__Written exercise__
Please reproduce the records below unchanged, except that every occurrence of "keypoint" becomes "marker".

── Provided material ──

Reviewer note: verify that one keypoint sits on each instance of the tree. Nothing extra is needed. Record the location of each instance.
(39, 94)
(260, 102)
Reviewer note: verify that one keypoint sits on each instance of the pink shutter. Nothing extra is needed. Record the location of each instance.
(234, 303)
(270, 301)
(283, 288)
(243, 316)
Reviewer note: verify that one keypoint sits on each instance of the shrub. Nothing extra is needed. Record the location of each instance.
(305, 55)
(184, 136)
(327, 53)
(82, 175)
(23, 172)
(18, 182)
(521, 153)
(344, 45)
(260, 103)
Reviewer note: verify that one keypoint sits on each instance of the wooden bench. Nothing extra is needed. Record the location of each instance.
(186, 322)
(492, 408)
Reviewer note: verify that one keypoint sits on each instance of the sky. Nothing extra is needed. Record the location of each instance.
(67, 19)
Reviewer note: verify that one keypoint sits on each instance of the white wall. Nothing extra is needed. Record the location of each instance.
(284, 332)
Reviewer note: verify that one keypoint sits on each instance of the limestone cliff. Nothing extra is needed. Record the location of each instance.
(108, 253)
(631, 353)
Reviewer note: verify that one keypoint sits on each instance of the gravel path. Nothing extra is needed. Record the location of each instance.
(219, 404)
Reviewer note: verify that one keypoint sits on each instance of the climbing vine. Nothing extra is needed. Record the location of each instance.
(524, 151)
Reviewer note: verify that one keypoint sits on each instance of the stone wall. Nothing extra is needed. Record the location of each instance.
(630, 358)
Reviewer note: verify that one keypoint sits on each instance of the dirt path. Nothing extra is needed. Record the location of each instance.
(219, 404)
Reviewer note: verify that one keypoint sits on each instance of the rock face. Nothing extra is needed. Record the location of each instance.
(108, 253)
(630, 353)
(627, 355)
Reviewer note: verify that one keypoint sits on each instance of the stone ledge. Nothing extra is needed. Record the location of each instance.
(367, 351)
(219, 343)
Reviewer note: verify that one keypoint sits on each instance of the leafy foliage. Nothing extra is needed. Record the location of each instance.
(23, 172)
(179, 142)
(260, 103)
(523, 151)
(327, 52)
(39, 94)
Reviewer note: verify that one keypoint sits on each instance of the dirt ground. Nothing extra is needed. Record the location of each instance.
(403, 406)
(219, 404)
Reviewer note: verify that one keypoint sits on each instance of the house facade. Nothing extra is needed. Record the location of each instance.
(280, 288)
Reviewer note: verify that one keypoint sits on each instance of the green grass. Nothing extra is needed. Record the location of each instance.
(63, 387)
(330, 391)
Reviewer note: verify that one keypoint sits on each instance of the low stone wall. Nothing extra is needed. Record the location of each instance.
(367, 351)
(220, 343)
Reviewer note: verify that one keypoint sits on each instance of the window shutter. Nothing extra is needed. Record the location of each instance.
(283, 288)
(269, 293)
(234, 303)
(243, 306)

───

__Written response__
Reviewer note: verify that one marker sits on each instance of the tree. Nothing extra is needed. Record the location of each instance.
(39, 94)
(260, 102)
Reviewer note: verify that one marker sits on each instance of the pink shutter. Nothing extra is needed. Record the location of each instance.
(234, 303)
(270, 301)
(283, 288)
(243, 316)
Reviewer note: verify that one marker sits on each instance of the shrub. Nothing extra is needed. Record the location of each instance.
(305, 55)
(184, 136)
(327, 53)
(82, 175)
(23, 172)
(18, 182)
(521, 153)
(344, 45)
(260, 103)
Reviewer note: verify that one marker sits on each instance of the wooden bench. Nothing extra is needed. Record the location of each instance.
(186, 322)
(492, 408)
Reviewer note: verify that one marker sits on each instance of the sky. Nothing extra is needed. Record the location of each instance.
(67, 19)
Reviewer note: verify that one marker sits on each instance of the white wall. Nothing extra is needed. Record the location of each instance.
(284, 332)
Reviewer note: verify that one marker sits on each instance of the limestone cliff. Nothing extra is needed. Record the location of each instance.
(108, 253)
(631, 353)
Reviewer note: verify that one marker sits on each instance of the gravel path. Nothing extra is needed. Record the location of each instance.
(219, 404)
Reviewer note: verify that one marker sits on each instance of the climbing vine. Nothing extra is needed. Record the location of each instance.
(524, 151)
Reviewer note: verify that one marker sits on each instance of the stone wall. Nothing extra is needed. Record the location of each instance.
(630, 358)
Reviewer note: verify that one marker sits on each instance of the dirt path. Nothing extra is needed. Record the location of each instance.
(219, 404)
Reviewer note: verify that one marker sits on each instance of the rock face. Nothing extra is needed. Record the location of each instance.
(108, 253)
(630, 353)
(627, 355)
Reviewer note: verify that one marker sits on each instance of the stone ledge. Nothing extra is needed. Record the location of each instance.
(367, 351)
(219, 343)
Reviewer note: verify that one marker sits on each instance of the leafy foliage. Nothing extra is needed. Record the location of each instance.
(23, 172)
(179, 142)
(260, 103)
(523, 151)
(327, 52)
(39, 94)
Reviewer note: verify that one marker sits on each instance of the dirt ground. Nothing extra is needed. Record the location of each instance.
(403, 406)
(219, 404)
Reviewer note: verify that one marker sits on each instance of the house facade. Nothing extra is needed. Record the location of each instance.
(280, 288)
Reviewer note: verify that one marker sits on each instance of the green grass. Nothing extra is needed. Record the location of each instance.
(63, 387)
(330, 391)
Reviewer note: verify that one marker sits on each instance of the low stone wall. Nothing extra is needed. Record the location of each instance.
(367, 351)
(220, 343)
Reviewer note: verify that one marker sits on each instance of the window shutter. Nothing extra is needed. Record the location of each instance.
(283, 288)
(269, 293)
(234, 303)
(243, 306)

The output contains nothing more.